## Text section
----

Predictive Hacks

Decision Boundary in Python

decision boundary

Definition of Decision Boundary

In classification problems with two or more classes, a decision boundary is a hypersurface that separates the underlying vector space into sets, one for each class. Andrew Ng provides a nice example of Decision Boundary in Logistic Regression.

We know that there are some Linear (like logistic regression) and some non-Linear (like Random Forest) decision boundaries. Let’s create a dummy dataset of two explanatory variables and a target of two classes and see the Decision Boundaries of different algorithms.

Create the Dummy Dataset

We will create a dummy dataset with scikit-learn of 200 rows, 2 informative independent variables, and 1 target of two classes.

from sklearn.datasets import make_classification
X, y = make_classification(n_samples=200, n_features=2, n_informative=2, n_redundant=0, n_classes=2, random_state=1)
  

Create the Decision Boundary of each Classifier

We will compare 6 classification algorithms such as:

  • Logistic Regression
  • Decision Tree
  • Random Forest
  • Support Vector Machines (SVM)
  • Naive Bayes
  • Neural Network

We will work with the Mlxtend library. For simplicity, we decided to keep the default parameters of every algorithm.

from sklearn.linear_model import LogisticRegression
from sklearn.tree import DecisionTreeClassifier
from sklearn.ensemble import RandomForestClassifier
from sklearn.svm import SVC
from sklearn.naive_bayes import GaussianNB 
from sklearn.neural_network import MLPClassifier



# Initializing Classifiers
clf1 = LogisticRegression()

----

## Study material

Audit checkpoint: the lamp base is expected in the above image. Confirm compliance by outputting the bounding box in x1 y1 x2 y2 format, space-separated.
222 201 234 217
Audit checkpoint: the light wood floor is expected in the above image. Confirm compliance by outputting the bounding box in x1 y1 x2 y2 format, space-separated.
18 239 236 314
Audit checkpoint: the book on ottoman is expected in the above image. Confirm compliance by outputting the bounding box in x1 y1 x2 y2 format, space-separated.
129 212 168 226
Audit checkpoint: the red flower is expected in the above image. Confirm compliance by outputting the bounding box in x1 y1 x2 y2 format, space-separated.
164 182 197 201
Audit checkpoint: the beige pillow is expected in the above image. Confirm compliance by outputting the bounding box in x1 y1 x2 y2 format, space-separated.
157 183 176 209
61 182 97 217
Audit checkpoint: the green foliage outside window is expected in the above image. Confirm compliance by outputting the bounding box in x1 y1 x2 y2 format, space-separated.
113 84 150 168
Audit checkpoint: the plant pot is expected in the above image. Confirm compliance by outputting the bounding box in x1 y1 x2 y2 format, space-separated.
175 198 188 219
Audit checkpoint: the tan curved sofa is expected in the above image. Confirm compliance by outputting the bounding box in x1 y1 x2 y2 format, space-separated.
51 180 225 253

----

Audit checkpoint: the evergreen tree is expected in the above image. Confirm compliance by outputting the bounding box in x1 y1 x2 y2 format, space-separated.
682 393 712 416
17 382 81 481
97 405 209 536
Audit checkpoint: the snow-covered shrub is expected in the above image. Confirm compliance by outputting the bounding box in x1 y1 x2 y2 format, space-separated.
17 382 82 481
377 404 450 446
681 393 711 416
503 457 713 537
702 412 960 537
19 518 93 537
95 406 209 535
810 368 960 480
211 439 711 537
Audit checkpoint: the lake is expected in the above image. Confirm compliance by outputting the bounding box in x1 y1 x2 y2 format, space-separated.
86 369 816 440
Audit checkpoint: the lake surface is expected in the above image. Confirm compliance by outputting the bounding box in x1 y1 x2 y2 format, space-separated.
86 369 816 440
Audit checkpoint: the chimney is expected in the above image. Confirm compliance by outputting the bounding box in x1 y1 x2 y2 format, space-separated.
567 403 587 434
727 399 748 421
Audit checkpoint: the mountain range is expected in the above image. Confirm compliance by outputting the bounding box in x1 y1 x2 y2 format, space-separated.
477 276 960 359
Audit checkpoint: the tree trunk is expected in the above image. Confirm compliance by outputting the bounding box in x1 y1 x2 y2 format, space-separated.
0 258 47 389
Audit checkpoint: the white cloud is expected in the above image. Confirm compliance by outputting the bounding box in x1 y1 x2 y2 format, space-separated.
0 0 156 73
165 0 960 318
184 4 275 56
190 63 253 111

----

## Study questions
1) Can you shorten the paragraph in the decision boundary page that begins "We know that there are some Linear," keeping its main facts?
2) Supply the rest of the decision boundary page, picking up after its last line of code.
The rows come from a separate source.

## Outputs in order
1) Some decision boundaries are linear (for example, logistic regression) and others are non-linear (for example, Random Forest). A dummy dataset with two explanatory variables and a two-class target will be created to show the decision boundaries of different algorithms.

2)
clf2 = DecisionTreeClassifier()
clf3 = RandomForestClassifier()
clf4 = SVC(gamma='auto')
clf5 = GaussianNB()
clf6 = MLPClassifier()

import matplotlib.pyplot as plt
from mlxtend.plotting import plot_decision_regions
import matplotlib.gridspec as gridspec
%matplotlib inline  

gs = gridspec.GridSpec(3, 2)

fig = plt.figure(figsize=(14,10))

labels = ['Logistic Regression', 'Decision Tree', 'Random Forest', 'SVM', 'Naive Bayes', 'Neural Network']
for clf, lab, grd in zip([clf1, clf2, clf3, clf4, clf5, clf6],
                         labels,
                         [(0,0), (0,1), (1,0), (1,1), (2,0), (2,1)]):

    clf.fit(X, y)
    ax = plt.subplot(gs[grd[0], grd[1]])
    fig = plot_decision_regions(X=X, y=y, clf=clf, legend=2)
    plt.title(lab)

plt.show()
 
decision boundary

Discussion

Clearly, the Logistic Regression has a Linear Decision Boundary, where the tree-based algorithms like Decision Tree and Random Forest create rectangular partitions. The Naive Bayes leads to a linear decision boundary in many common cases but can also be quadratic as in our case. The SVMs can capture many different boundaries depending on the gamma and the kernel. The same applies to the Neural Networks.

Share This Post

Share on facebook
Share on linkedin
Share on twitter
Share on email

Leave a Comment

Subscribe To Our Newsletter

Get updates and learn from the best

More To Explore

Python

Image Captioning with HuggingFace

Image captioning with AI is a fascinating application of artificial intelligence (AI) that involves generating textual descriptions for images automatically.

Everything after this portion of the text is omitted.